§ Task details
Lay out the listing below as a Markdown table with two columns, Row and Line, putting each non-blank line in its own numbered row and leaving out the pictures.

§ Information supplied
------------------------------------------------
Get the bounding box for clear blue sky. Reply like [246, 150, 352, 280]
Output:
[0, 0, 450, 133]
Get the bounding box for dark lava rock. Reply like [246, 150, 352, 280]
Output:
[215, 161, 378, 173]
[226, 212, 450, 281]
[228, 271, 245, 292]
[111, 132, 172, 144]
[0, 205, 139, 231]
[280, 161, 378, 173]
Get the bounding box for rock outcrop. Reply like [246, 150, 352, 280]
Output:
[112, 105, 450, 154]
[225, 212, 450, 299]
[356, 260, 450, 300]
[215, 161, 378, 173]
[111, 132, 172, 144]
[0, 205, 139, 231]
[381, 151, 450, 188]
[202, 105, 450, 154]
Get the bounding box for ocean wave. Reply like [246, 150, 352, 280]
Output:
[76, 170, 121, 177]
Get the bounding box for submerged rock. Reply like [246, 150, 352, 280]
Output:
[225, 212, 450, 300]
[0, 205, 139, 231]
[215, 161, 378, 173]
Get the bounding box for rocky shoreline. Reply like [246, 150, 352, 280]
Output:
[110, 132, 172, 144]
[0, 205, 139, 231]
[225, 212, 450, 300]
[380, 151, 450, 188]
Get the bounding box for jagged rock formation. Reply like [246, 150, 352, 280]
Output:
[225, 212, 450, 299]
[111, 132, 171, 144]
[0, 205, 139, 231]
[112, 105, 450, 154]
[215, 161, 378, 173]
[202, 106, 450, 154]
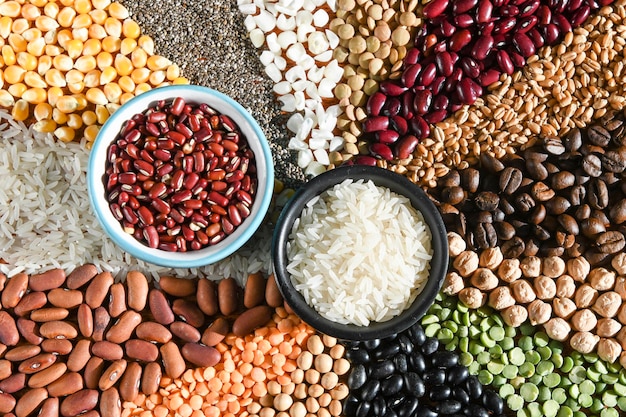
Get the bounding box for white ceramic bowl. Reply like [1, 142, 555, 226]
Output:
[87, 85, 274, 268]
------------------------------------------------
§ Result for this task
| Row | Line |
|---|---|
| 1 | Get the bounding box for clear blue sky. Reply like [246, 150, 352, 280] |
| 2 | Output: |
| 3 | [0, 0, 450, 133] |
| 4 | Get the bounding box for dark lava rock. Reply like [246, 150, 352, 280] |
| 5 | Output: |
| 6 | [215, 161, 378, 173] |
| 7 | [226, 212, 450, 281] |
| 8 | [228, 271, 245, 292] |
| 9 | [111, 132, 172, 144] |
| 10 | [0, 205, 139, 231] |
| 11 | [280, 161, 378, 173] |
| 12 | Get the bounding box for rock outcrop. Reply like [246, 150, 352, 280] |
| 13 | Output: |
| 14 | [112, 105, 450, 154] |
| 15 | [225, 212, 450, 299] |
| 16 | [356, 260, 450, 300] |
| 17 | [215, 161, 378, 173] |
| 18 | [111, 132, 172, 144] |
| 19 | [0, 205, 139, 231] |
| 20 | [381, 151, 450, 188] |
| 21 | [202, 105, 450, 154] |
| 22 | Get the bounding box for ocean wave. Reply like [246, 150, 352, 280] |
| 23 | Output: |
| 24 | [76, 170, 121, 177] |
| 25 | Get the bounding box for submerged rock. Reply like [246, 150, 352, 280] |
| 26 | Output: |
| 27 | [225, 212, 450, 300] |
| 28 | [0, 205, 139, 231] |
| 29 | [215, 161, 378, 173] |
| 30 | Get the bounding box for rocky shoreline. Reply like [246, 150, 352, 280] |
| 31 | Output: |
| 32 | [110, 132, 172, 144] |
| 33 | [0, 205, 139, 231] |
| 34 | [225, 212, 450, 300] |
| 35 | [380, 151, 450, 188] |
| 36 | Get the bounding box for jagged rock formation. Reply like [246, 150, 352, 280] |
| 37 | Output: |
| 38 | [225, 212, 450, 299] |
| 39 | [111, 132, 171, 144] |
| 40 | [0, 205, 139, 231] |
| 41 | [112, 105, 450, 154] |
| 42 | [215, 161, 378, 173] |
| 43 | [202, 106, 450, 154] |
| 44 | Get the bounding box for white ceramic bowl. Reply like [1, 142, 555, 226] |
| 45 | Output: |
| 46 | [87, 85, 274, 268] |